(Stored data entries)
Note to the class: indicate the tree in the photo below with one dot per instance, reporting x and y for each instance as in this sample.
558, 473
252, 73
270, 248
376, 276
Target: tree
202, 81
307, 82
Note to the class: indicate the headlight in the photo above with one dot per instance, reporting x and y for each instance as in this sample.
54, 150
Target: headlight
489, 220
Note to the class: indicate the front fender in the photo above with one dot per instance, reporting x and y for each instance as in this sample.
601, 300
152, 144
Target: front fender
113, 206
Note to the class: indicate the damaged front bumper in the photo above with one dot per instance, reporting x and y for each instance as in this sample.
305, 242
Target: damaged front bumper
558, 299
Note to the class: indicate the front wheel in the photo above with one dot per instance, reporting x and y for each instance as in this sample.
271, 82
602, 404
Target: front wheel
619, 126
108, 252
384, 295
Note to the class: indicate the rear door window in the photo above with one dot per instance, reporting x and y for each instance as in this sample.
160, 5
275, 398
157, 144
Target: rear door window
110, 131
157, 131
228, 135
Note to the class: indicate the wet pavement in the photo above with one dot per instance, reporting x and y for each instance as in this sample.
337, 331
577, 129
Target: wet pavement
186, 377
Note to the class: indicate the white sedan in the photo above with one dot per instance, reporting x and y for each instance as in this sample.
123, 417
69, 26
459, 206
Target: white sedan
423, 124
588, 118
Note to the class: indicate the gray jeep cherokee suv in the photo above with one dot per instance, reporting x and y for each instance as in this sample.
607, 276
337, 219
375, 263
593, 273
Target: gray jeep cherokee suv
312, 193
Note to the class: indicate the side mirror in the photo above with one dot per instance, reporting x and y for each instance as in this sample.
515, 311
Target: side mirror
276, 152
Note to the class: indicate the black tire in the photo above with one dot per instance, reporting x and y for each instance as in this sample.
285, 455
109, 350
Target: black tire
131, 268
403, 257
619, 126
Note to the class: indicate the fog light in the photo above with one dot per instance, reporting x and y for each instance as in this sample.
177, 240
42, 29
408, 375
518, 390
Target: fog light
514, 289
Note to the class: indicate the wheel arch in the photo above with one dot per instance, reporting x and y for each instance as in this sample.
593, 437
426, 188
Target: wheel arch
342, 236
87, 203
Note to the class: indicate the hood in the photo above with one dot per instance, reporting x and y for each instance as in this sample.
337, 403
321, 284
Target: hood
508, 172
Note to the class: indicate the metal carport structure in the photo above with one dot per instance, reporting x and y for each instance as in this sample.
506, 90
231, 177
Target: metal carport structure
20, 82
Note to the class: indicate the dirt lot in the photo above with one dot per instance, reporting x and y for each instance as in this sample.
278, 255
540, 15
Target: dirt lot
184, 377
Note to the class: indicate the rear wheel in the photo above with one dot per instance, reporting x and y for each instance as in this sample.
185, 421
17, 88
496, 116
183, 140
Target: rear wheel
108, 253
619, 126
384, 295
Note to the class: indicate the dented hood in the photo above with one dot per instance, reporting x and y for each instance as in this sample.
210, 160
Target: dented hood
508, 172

YOUR ASSIGNMENT> Could you return all of the entries exactly as they stand?

SOLUTION>
Note to the class: indicate the tree in the photo below with one dot per instance, reporting x and y for each instance as in this sample.
558, 473
252, 73
270, 248
376, 276
Target: tree
202, 81
307, 82
Note to the class: indicate the headlight in the photo above with one dot per instance, reporting x and y for each instance as in this sample.
54, 150
Target: headlight
489, 220
Note to the class: indicate the front fender in the photo above with one dot per instance, reporting x and y for each instance as in this sample.
601, 300
152, 144
Target: front fender
113, 206
Note to the class: indicate the damaged front bumper in the photo above with one dot per instance, reporting x and y for each instance as in this sample.
305, 242
Target: damaged front bumper
558, 299
Note to the class: indicate the front wheel in the photo above with one dot per instance, reporting x and y for each instance as in this sample.
271, 82
602, 404
Target: front wheel
619, 126
108, 252
384, 295
Note to the class: indicate the rear door window in the photo above with one dot per instance, reporting x and y for each instance as in this sample.
160, 5
275, 398
157, 144
Target: rear door window
110, 131
157, 131
228, 135
Note to the class: indicate the wet pavement in the photo above with one dot per instance, reporting x and y for each instance as in this sample.
337, 331
577, 129
Target: wet pavement
186, 377
Note to the class: indicate the white sedan in the photo above with one dot per instance, reporting x and y for each instance as in this sample.
123, 417
69, 26
459, 206
Target: white sedan
423, 124
588, 118
Note to the class: indicate the gray jeep cherokee suv in the photo above with one dot per instance, reporting x and y for each instance as in this sample.
607, 276
337, 219
375, 263
593, 273
Target: gray jeep cherokee suv
312, 193
Note to the class: indicate the side mirror in the photo above with one dot per instance, reporting x and y for each instance as in this sample.
515, 311
Target: side mirror
276, 152
Note to the class: indicate the black tire in the photo above with one dot per instance, reporting x and y for each instance as in this sample.
285, 455
109, 350
Target: black tire
131, 268
403, 257
619, 126
Note to the class: indicate the fog light in the photo above with one dot per instance, reporting x and y for each instance as in this sample.
177, 240
42, 29
408, 375
518, 390
Target: fog light
514, 289
Note to the class: indicate the wheel arch in the photo above with one dot per instance, reporting x and y for each instance as in this sample.
593, 437
426, 188
Target: wheel arch
342, 236
87, 203
Note to the class: indicate the hood in the photo above with one dot per instance, reporting x and y for each instance as in this sample.
337, 403
321, 284
Target: hood
508, 172
Note to the class: indicate the metal carport structure in the photo above with one dot per instance, reporting x and y for each instance as in this sample.
506, 90
231, 177
Target: metal carport structure
20, 82
Note to the class: indicate the dirt lot in the photo above with one dot per instance, reporting x and y for each instance as in this sample.
278, 255
540, 15
Target: dirt lot
184, 377
Note to the class: indicate the rear wheel in the photo above with one dot per instance, reporting x and y for each instance as in this sample.
185, 421
17, 88
496, 116
183, 140
Target: rear wheel
108, 253
619, 126
384, 295
Note to the class: indicate the dented hood in the photo above with one dot per instance, reporting x and y for each instance as in this sample.
210, 160
Target: dented hood
508, 172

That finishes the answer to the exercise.